§ WHAT IS REQUIRED: Arrange the material below as a numbered list, leaving out any blank lines.
= = = = = = =
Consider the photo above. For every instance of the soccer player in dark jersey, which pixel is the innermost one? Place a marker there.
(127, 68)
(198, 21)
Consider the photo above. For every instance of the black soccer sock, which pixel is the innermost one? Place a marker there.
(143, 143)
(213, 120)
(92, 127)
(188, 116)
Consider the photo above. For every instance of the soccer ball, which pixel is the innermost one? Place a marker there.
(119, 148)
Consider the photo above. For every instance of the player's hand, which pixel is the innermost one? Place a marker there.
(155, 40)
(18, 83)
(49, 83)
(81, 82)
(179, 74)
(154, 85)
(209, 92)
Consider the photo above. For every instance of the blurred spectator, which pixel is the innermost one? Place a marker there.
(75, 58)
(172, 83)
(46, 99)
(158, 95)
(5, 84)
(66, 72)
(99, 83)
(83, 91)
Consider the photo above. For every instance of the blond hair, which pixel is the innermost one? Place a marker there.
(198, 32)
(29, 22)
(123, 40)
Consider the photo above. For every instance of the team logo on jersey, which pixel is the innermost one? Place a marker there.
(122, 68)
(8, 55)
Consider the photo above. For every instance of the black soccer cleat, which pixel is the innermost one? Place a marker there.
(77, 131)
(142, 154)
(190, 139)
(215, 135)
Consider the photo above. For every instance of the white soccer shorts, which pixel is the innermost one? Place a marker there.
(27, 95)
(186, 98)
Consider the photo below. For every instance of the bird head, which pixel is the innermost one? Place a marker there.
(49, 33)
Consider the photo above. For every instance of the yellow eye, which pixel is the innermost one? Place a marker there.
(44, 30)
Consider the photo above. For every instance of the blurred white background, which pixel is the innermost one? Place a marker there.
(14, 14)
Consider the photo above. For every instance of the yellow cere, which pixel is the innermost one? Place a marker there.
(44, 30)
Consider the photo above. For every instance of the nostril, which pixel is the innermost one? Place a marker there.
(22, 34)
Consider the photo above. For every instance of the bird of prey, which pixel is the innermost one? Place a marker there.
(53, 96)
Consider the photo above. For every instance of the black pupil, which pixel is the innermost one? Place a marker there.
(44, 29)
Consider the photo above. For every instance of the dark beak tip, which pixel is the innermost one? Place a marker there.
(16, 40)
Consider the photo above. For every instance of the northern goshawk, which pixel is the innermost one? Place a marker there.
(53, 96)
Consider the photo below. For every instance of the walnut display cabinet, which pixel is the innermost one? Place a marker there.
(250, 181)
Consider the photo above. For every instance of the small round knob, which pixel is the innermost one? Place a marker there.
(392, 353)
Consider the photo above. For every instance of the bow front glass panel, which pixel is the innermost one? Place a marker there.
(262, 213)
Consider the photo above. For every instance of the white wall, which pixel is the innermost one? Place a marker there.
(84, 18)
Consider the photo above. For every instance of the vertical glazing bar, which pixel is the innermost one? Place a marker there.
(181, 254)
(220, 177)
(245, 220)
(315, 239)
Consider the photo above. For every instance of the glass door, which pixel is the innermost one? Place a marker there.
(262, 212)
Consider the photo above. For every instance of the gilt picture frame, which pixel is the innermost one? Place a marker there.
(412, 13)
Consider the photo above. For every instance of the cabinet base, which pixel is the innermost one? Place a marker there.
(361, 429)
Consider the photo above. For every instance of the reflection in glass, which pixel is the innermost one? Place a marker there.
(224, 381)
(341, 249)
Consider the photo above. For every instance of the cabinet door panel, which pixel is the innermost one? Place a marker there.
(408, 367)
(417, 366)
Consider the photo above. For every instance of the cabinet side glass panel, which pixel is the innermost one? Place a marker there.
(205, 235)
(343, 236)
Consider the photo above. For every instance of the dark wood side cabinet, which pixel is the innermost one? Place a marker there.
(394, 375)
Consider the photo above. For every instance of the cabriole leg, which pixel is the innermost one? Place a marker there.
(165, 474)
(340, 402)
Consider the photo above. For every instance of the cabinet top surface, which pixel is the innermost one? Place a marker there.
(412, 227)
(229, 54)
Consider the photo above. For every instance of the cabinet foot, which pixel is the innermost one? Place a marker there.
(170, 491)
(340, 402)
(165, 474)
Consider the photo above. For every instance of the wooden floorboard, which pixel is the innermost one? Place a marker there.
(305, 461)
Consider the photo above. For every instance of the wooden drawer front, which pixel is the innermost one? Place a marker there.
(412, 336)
= = = = = = =
§ THE RESULT:
1. Consider the photo above. For every instance of the soccer player in dark jersey, which pixel is the innermost one? Place a marker there.
2. (127, 68)
3. (198, 21)
4. Consider the photo above. For every instance of the black soccer sock, which pixel is the innermost one? Place a marker there.
5. (143, 143)
6. (213, 120)
7. (92, 127)
8. (188, 116)
9. Consider the photo above. For every instance of the soccer ball, which pixel is the innermost one? Place a marker there.
10. (119, 148)
11. Consider the photo above. For every instance of the player's hand, which pixel is the innermost one? Place a marker there.
12. (155, 40)
13. (18, 83)
14. (49, 83)
15. (81, 82)
16. (179, 74)
17. (154, 85)
18. (209, 92)
19. Consider the photo above. For every instance of the blurred spectator, which pixel is the innermost one? Place a marker there.
20. (75, 58)
21. (172, 83)
22. (46, 99)
23. (158, 95)
24. (5, 84)
25. (66, 72)
26. (99, 83)
27. (83, 91)
28. Consider the photo above. For every instance of the blond hair, which pixel is the innermost one? Place a marker there.
29. (198, 32)
30. (29, 22)
31. (123, 40)
32. Consider the photo above. For every instance of the team logo on jersey, which pixel is the innermost one? Place a marker there.
33. (122, 68)
34. (8, 55)
35. Consider the photo above. For every instance of the black soccer cleat, which pixel is the innermost one? Place a marker there.
36. (77, 131)
37. (142, 154)
38. (190, 139)
39. (215, 135)
40. Consider the photo above. For every instance of the white soccer shorts, which pixel is the innermost one? Place a marker there.
41. (27, 95)
42. (186, 98)
43. Consider the photo below. For every instance of the bird head, which pixel is the innermost one? Place a marker there.
44. (49, 33)
45. Consider the photo above. For every instance of the yellow eye, which pixel is the innermost one? Place a marker there.
46. (44, 30)
47. Consider the photo above. For every instance of the blurred white background, which pixel is the innermost one? Place a marker there.
48. (14, 14)
49. Consider the photo above. For every instance of the yellow cere, which pixel is the innermost one? Place a marker there.
50. (44, 30)
51. Consider the photo above. For every instance of the nostril, which pixel is the innermost one? Place a marker there.
52. (22, 34)
53. Consider the photo above. For every instance of the bird of prey, which pixel is the innermost one? Place a marker there.
54. (53, 96)
55. Consider the photo above. For every instance of the black pupil, which pixel is the innermost one? Place a marker there.
56. (44, 29)
57. Consider the photo above. For every instance of the dark beak tip, which pixel is the innermost one? Place a marker there.
58. (16, 40)
59. Consider the photo above. For every instance of the northern goshawk, which pixel is the innermost one? Place a marker there.
60. (53, 96)
61. Consider the photo below. For every instance of the walnut display cabinet, which pixel is the innermost one? Place a marker there.
62. (250, 181)
63. Consider the photo above. For every instance of the small round knob, which pixel is the innermost one? Place a marker there.
64. (392, 353)
65. Consider the photo above. For every instance of the bow front glass panel, which pixel is the innermost one? Place a marker there.
66. (262, 213)
67. Consider the photo above. For every instance of the white wall, which pixel is the innermost one? Place a marker there.
68. (84, 18)
69. Consider the photo above. For every instance of the vertical glazing bar, which pixel is the innermost one? Place a marker there.
70. (181, 254)
71. (220, 177)
72. (245, 220)
73. (315, 239)
74. Consider the photo above. For every instance of the glass door, which pixel is the innermost one? Place a marker there.
75. (262, 212)
76. Consider the photo above. For every instance of the gilt picture frame, which pixel is the innermost one? Place a marker there.
77. (412, 13)
78. Consider the photo above. For every instance of the cabinet base, which pixel is the innermost one? Place a marker there.
79. (361, 429)
80. Consider the photo above. For every instance of the reflection in glass, which pixel is the innermost one? Place a marker there.
81. (224, 381)
82. (341, 249)
83. Consider the photo above. For every instance of the cabinet door panel, which pixel is the innermost one? Place a marker there.
84. (408, 367)
85. (417, 366)
86. Consider the photo above. For every instance of the cabinet side glass panel, which pixel is the innermost one? Place a marker there.
87. (205, 235)
88. (343, 236)
89. Consider the photo above. For every instance of the dark wood side cabinet, which pixel is the innermost one? Place a marker there.
90. (394, 375)
91. Consider the photo above. For every instance of the cabriole leg, which pixel is the innermost one? Place a marker there.
92. (165, 474)
93. (340, 402)
94. Consider the photo above. For every instance of the cabinet top surface, which pixel is the innermost one? Place a marker there.
95. (412, 227)
96. (229, 54)
97. Consider the photo above. For every instance of the cabinet foot, which pixel is the innermost one? Place a marker there.
98. (170, 491)
99. (340, 402)
100. (165, 474)
101. Consider the photo above. For every instance of the wooden floorboard, which pixel is the innermost one? Place a marker there.
102. (305, 461)
103. Consider the photo above. For every instance of the wooden drawer front, which pixel is the innermost one? Place a marker there.
104. (412, 336)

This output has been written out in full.